● TASK STATEMENT
Each line from the one that includes "Mark the gray fur, one" to the last line of the data below should be set down exactly; no other lines are wanted.
---- EXERCISE MATERIAL
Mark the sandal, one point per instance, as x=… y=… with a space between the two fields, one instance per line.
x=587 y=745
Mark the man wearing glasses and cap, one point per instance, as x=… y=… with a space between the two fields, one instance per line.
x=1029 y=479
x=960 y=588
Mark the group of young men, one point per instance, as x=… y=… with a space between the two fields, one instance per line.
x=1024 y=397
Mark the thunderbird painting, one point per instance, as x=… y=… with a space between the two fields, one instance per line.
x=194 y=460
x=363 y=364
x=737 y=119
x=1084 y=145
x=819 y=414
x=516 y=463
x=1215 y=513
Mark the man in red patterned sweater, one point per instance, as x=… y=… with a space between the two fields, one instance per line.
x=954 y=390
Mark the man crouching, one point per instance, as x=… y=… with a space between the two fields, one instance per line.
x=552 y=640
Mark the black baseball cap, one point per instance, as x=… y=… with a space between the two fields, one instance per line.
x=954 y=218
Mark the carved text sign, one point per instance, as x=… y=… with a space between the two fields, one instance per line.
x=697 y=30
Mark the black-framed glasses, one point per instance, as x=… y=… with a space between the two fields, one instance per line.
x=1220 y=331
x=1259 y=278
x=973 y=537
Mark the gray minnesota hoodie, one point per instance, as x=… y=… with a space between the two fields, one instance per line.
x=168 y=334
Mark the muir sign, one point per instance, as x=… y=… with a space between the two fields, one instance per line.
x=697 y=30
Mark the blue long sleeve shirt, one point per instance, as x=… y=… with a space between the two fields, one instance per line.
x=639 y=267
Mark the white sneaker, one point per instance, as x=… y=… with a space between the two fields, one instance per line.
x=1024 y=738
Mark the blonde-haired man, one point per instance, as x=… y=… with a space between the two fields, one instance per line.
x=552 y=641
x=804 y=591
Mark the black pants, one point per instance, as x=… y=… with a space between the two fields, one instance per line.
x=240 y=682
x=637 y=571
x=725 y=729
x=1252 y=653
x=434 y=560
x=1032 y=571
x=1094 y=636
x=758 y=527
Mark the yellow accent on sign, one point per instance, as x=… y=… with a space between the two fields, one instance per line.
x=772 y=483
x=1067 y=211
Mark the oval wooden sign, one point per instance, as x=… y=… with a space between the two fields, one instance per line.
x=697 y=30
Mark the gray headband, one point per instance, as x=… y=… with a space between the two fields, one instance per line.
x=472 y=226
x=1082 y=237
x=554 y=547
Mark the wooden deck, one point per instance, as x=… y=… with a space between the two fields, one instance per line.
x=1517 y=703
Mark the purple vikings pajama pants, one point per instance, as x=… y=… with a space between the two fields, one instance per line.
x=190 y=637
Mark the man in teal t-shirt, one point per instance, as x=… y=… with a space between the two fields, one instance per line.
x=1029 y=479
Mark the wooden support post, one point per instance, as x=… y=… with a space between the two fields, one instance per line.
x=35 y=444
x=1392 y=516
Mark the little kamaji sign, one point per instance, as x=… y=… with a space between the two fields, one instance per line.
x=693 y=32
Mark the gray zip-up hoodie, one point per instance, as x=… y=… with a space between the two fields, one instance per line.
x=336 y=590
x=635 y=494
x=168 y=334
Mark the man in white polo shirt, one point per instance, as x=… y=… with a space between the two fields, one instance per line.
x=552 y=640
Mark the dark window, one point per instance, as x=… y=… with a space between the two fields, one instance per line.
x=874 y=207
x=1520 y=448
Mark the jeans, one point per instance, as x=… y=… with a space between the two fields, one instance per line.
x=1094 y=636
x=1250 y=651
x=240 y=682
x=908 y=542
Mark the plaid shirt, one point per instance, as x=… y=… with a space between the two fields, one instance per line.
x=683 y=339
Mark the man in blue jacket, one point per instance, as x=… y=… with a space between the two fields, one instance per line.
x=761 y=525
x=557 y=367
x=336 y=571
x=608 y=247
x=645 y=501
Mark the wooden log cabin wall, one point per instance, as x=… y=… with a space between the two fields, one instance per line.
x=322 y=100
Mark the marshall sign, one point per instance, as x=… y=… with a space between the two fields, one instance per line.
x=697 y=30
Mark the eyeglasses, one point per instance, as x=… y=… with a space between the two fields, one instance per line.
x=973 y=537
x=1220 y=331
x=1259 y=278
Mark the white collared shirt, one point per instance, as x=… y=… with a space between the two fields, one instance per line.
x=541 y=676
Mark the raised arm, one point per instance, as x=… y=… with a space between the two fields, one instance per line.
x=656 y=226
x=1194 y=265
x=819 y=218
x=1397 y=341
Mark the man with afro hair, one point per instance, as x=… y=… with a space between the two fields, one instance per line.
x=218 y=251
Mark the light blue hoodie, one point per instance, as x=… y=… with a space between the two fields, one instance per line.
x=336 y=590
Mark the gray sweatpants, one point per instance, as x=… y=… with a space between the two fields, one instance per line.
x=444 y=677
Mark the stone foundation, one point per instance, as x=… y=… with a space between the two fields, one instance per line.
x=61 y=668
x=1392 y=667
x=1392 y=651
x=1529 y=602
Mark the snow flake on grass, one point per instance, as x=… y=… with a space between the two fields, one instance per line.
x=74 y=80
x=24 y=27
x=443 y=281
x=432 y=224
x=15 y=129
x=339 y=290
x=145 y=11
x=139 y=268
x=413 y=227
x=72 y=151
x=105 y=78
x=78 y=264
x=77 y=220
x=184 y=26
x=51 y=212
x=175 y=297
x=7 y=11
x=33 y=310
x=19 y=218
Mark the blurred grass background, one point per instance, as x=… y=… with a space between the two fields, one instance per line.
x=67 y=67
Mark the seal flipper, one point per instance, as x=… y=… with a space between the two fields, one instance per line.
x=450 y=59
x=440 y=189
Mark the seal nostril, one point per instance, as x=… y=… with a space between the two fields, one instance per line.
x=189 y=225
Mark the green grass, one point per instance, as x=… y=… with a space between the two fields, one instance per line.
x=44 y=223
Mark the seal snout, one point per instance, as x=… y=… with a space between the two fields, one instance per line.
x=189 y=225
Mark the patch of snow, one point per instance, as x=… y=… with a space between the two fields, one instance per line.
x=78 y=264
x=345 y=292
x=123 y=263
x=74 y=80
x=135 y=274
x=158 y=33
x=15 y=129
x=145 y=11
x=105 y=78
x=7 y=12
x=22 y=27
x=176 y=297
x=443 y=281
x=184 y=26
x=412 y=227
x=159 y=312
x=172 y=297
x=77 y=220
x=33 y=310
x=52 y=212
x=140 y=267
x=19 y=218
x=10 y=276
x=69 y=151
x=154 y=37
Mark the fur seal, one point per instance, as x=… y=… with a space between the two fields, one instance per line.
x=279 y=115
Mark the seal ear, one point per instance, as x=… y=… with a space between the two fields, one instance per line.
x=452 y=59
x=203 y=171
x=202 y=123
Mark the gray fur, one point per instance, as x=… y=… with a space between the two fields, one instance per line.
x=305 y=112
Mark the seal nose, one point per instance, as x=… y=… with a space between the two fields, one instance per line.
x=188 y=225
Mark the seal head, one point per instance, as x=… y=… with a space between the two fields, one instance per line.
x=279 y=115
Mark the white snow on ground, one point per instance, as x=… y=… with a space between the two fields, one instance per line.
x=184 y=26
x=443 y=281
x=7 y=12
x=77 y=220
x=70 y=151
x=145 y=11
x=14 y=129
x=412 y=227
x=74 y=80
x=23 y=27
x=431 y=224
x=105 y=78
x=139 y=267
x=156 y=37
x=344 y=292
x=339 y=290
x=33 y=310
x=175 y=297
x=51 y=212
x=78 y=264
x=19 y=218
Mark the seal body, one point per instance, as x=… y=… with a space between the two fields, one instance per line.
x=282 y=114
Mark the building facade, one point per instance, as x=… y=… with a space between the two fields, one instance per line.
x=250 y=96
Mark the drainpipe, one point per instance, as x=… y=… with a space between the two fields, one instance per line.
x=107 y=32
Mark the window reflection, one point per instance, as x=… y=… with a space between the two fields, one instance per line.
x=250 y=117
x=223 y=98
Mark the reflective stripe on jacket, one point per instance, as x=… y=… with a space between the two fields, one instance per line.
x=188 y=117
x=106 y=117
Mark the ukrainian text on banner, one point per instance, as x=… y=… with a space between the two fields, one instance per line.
--------
● ANSWER TO THIS TASK
Mark the gray fur, one point per instance, as x=… y=… with a space between the two fields, one instance per line.
x=305 y=112
Mark the seal nose, one point per instance, as x=… y=… with a space between the two fields, one instance per line.
x=188 y=225
Mark the seal head, one point per instance, as x=… y=… with a space between the two fields, one instance per line.
x=279 y=115
Mark the white snow on ground, one point per instance, as x=… y=… with a space between the two fields, one instance per line.
x=184 y=26
x=443 y=281
x=7 y=12
x=77 y=220
x=70 y=151
x=145 y=11
x=14 y=129
x=412 y=227
x=74 y=80
x=23 y=27
x=431 y=224
x=105 y=78
x=139 y=267
x=156 y=37
x=344 y=292
x=339 y=290
x=33 y=310
x=175 y=297
x=51 y=212
x=78 y=264
x=19 y=218
Mark the seal body, one point per instance, as x=… y=… with a space between the two fields, one instance per line.
x=282 y=114
Mark the building facade, one point per instance, as x=… y=… with a space between the two fields, one instance per line.
x=250 y=96
Mark the drainpipe, one point per instance, as x=… y=… with a space between the two fields, one instance per line.
x=107 y=32
Mark the window reflection, one point per instance, as x=… y=… with a space between the two fields, one instance per line.
x=250 y=117
x=223 y=98
Mark the reflective stripe on jacket, one point per instance, as x=… y=… with a space between the two fields, one instance per line.
x=188 y=117
x=106 y=117
Mark the ukrainian text on banner, one point per instance, as x=… y=… with a space between the two fields, one instance per line.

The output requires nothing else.